STATED GOAL:
Please continue the calculus problem below, picking up after its last line.

──────── READING PASSAGE

Question

Let f be a twice differentiable function such that $f^{\prime \prime }\left(x\right)=-f\left(x\right)$ and $f^{\prime }\left(x\right)=g\left(x\right)$. If $h^{\prime }\left(x\right)={\left[f\left(x\right)\right]}^2+{\left[g\left(x\right)\right]}^2$, $h\left(1\right)=8andh\left(0\right)=2,$ then $h\left(2\right)$ is equal to

• A. $1$
• B. $2$
• C. $3$
• D. none of these

Answer 1

Answer: (D)

────────────────
──────── AVAILABLE DATA

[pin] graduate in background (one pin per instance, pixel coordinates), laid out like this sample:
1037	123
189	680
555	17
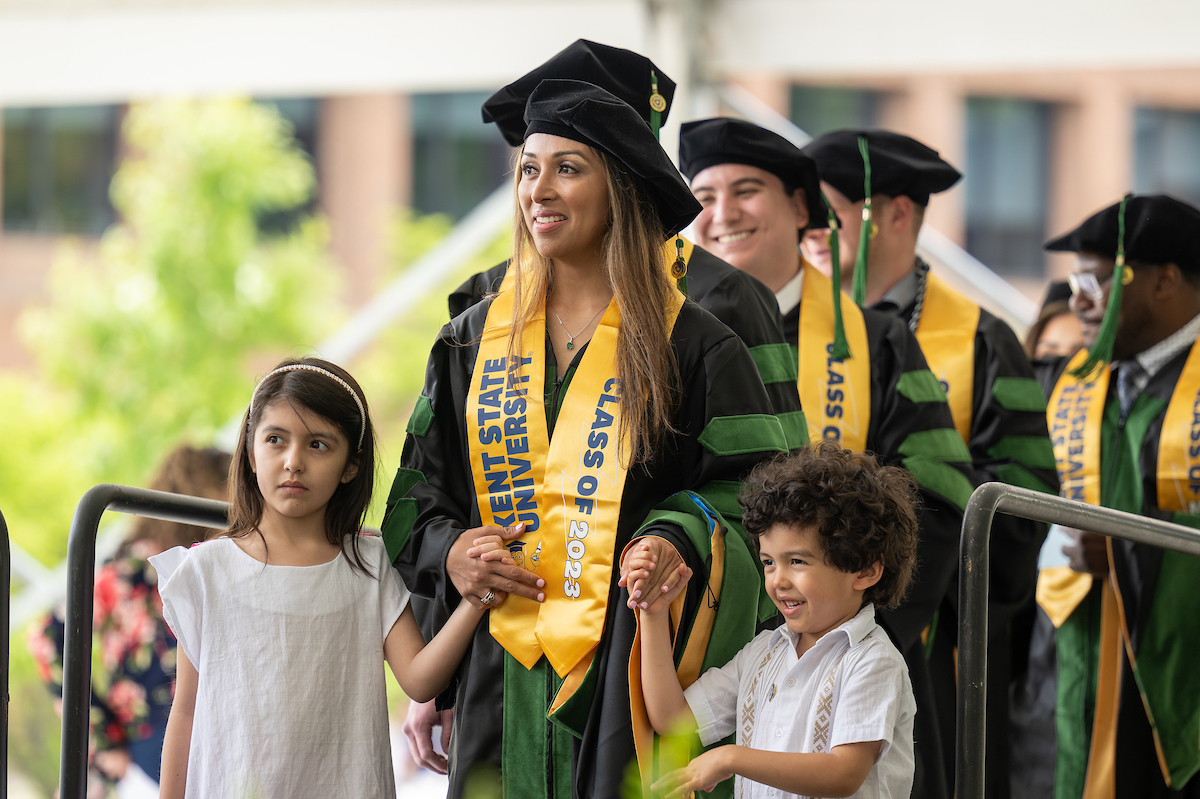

────────────────

RESPONSE TO THIS TASK:
none of these

$h^{\prime }\left(x\right)={\left[f\left(x\right)\right]}^2+{\left[g\left(x\right)\right]}^2$

Differentiate with respect to $x$
$h^{\prime \prime }\left(x\right)=2f\left(x\right)f^{\prime }\left(x\right)+2g\left(x\right)g^{\prime }\left(x\right)$
$=2f\left(x\right)g\left(x\right)+2g\left(x\right)f^{\prime \prime }\left(x\right)$ $[\because f^{\prime }\left(x\right)=g\left(x\right)]$
$=2f\left(x\right)g\left(x\right)-2g\left(x\right)f\left(x\right)=0$ $[\because f^{\prime \prime }\left(x\right)=-f\left(x\right)]$
Thus $h^{\prime }\left(x\right)=k$, a constant, for all $xϵR$.

Hence $h\left(x\right)=kx+m$, so that from $h\left(0\right)=2$, we get $m=2$ and from $h\left(1\right)=8$, we get $k=6$.
Therefore, $h\left(2\right)=14$.